The request
Beginning with the line where "Can you see the wooden console" appears, restate the lines word for word through the last one in the listing.

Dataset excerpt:
'''

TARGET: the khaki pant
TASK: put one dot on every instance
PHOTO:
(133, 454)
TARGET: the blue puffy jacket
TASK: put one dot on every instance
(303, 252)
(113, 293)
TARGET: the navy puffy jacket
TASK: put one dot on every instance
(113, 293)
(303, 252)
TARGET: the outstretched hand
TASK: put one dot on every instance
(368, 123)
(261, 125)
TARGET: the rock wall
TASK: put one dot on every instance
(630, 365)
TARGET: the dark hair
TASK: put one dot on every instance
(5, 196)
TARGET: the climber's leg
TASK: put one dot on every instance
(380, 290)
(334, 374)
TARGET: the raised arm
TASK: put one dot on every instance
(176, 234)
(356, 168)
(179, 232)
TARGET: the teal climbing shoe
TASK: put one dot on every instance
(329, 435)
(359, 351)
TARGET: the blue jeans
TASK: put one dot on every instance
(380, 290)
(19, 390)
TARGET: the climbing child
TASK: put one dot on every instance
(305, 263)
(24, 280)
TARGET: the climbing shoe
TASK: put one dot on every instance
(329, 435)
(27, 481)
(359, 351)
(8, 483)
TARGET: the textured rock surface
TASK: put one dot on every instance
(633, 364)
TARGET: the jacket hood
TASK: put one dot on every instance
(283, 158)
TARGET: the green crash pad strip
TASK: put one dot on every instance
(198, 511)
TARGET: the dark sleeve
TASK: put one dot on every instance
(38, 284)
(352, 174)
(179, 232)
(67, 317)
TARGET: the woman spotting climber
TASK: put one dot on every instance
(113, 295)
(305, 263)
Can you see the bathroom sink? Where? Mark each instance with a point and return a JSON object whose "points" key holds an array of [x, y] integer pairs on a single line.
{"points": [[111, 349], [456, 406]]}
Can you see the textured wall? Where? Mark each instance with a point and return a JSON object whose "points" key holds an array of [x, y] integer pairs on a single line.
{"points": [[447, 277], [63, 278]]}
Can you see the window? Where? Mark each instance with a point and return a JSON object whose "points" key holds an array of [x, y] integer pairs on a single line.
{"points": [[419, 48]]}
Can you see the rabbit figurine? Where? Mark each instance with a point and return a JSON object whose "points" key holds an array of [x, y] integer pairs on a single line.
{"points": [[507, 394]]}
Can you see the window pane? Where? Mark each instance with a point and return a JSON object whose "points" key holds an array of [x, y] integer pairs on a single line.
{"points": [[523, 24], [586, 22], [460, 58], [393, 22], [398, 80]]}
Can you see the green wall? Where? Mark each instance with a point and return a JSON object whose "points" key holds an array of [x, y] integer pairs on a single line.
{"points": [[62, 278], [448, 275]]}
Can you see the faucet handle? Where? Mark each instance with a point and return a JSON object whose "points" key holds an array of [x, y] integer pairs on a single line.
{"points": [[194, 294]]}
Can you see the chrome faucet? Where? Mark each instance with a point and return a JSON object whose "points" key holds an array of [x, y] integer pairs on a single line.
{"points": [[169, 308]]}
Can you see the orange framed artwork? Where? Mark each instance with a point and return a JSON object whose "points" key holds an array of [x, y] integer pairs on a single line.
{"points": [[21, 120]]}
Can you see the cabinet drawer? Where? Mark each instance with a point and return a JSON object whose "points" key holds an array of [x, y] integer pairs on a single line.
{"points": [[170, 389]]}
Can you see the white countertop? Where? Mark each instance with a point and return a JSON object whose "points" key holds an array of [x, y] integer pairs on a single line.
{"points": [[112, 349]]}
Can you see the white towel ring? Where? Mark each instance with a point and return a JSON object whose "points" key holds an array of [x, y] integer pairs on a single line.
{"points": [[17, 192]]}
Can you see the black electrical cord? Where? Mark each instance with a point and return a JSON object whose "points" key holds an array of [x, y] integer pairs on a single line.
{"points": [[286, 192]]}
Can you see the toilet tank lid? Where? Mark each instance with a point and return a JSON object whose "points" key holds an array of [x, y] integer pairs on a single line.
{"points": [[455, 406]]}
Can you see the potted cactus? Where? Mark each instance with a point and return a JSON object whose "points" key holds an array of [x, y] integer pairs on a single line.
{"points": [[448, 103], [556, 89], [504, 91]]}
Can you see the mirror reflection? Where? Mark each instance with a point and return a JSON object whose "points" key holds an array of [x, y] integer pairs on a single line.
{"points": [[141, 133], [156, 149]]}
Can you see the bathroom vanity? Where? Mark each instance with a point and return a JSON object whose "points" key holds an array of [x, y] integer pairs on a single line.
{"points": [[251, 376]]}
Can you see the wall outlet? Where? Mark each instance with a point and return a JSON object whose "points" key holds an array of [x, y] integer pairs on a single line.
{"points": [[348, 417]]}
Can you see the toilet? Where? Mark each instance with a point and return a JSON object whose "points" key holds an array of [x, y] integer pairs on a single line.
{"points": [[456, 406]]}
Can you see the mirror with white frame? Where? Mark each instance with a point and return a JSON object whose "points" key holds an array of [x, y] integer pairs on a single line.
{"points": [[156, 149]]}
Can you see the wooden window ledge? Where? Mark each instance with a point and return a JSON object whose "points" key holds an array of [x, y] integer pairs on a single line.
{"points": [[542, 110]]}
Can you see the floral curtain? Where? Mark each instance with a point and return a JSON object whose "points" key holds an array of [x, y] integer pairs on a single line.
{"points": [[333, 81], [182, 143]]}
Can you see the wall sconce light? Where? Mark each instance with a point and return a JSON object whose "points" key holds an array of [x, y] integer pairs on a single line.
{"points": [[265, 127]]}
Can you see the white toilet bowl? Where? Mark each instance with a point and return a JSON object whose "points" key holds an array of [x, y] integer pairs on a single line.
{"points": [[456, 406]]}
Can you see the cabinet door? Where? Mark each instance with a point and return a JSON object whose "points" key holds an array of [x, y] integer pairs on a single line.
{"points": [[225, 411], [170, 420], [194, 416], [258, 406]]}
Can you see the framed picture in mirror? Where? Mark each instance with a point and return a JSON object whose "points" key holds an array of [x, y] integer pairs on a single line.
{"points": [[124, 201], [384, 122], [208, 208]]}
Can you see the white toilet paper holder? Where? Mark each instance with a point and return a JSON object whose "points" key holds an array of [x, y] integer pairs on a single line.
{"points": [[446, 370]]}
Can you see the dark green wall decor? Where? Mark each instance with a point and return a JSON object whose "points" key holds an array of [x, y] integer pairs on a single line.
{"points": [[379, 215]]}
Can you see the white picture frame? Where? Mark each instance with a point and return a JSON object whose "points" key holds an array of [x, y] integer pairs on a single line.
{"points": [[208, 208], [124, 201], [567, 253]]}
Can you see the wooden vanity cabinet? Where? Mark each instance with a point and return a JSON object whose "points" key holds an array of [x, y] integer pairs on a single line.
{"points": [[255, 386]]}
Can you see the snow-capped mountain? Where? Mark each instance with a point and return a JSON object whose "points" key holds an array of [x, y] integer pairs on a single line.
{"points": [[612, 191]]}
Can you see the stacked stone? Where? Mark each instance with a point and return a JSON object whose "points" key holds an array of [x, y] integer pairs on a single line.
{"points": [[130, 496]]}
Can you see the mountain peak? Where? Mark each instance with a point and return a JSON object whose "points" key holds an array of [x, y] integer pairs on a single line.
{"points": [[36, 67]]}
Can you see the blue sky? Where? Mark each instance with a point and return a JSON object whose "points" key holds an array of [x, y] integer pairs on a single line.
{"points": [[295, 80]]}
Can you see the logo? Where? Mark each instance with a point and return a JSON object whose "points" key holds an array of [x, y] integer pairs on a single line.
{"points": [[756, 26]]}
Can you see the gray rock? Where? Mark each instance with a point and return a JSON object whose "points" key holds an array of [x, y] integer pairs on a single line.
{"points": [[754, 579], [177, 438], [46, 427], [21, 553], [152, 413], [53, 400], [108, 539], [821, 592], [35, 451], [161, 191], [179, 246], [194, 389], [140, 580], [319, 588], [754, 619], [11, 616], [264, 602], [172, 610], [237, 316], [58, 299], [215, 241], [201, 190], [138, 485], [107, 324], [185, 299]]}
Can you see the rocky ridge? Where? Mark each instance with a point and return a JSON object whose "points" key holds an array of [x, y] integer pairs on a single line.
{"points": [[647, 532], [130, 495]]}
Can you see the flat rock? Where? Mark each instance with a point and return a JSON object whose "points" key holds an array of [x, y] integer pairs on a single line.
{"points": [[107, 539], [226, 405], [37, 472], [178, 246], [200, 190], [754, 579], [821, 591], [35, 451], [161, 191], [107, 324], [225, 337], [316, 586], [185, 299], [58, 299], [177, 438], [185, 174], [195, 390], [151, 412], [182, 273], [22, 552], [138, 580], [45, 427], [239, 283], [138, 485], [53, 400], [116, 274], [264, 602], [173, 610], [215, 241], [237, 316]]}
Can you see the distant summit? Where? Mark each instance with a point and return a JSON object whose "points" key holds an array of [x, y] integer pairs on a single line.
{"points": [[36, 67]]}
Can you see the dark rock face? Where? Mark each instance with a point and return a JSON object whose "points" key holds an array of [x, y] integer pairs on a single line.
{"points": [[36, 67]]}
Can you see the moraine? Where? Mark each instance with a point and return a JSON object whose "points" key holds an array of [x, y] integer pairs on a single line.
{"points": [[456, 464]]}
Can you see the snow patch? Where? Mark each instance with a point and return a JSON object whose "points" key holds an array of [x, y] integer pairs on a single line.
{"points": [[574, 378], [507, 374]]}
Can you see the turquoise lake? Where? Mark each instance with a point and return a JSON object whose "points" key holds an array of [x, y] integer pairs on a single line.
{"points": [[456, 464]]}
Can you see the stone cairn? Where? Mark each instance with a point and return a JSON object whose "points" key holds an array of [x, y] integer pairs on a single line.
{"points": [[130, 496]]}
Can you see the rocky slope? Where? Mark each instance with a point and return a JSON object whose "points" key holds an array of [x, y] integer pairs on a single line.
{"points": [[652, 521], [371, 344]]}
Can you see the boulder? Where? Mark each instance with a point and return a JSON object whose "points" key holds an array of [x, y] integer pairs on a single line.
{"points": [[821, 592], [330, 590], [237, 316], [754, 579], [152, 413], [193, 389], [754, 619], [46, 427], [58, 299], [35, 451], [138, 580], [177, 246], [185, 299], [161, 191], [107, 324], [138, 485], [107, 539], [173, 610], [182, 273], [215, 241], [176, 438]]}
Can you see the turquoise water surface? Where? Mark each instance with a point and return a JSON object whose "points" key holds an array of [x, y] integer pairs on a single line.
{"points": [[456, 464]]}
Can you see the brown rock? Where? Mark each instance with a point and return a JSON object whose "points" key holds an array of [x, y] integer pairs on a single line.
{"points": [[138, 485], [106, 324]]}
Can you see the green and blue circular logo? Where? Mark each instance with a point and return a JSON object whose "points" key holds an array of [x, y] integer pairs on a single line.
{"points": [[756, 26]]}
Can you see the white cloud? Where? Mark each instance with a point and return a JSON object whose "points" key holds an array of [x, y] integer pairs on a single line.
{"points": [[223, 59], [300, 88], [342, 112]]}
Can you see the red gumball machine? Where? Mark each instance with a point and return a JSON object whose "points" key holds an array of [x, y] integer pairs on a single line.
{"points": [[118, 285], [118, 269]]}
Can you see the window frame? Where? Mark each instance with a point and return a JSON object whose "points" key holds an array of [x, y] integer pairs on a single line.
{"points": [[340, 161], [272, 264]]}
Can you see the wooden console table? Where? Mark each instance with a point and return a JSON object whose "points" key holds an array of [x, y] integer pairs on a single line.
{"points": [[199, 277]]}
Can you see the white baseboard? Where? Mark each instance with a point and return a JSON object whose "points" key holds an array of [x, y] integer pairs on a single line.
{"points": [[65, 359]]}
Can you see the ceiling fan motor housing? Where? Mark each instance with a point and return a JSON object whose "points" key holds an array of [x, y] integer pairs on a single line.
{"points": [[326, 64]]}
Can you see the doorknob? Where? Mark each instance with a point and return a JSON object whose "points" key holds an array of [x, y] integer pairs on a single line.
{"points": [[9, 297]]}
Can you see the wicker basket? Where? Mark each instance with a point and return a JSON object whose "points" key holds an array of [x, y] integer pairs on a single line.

'''

Task output
Can you see the wooden console table? Where? Mark each instance with a point and return a JSON object whose "points" key holds an array of [x, y] integer pairs on a single line.
{"points": [[199, 277]]}
Can you see the white baseboard? Where? Mark each instance with a point and return a JSON object whose "points" key holds an array of [x, y] integer pairs on a single line.
{"points": [[65, 359]]}
Can you see the ceiling fan motor housing? Where? Mark each instance with a point and return a JSON object whose "points" key holds an array of [x, y] integer pairs on a single line.
{"points": [[326, 64]]}
Can you see the doorknob? Where? Mark each instance with a point and return a JSON object whose "points" key holds an array of [x, y] integer pairs on a single line.
{"points": [[9, 297]]}
Can you see the wicker basket? Where? Mark each instance with a point and return a JSON object whose "points" key holds an array of [x, y] integer pairs on a single line.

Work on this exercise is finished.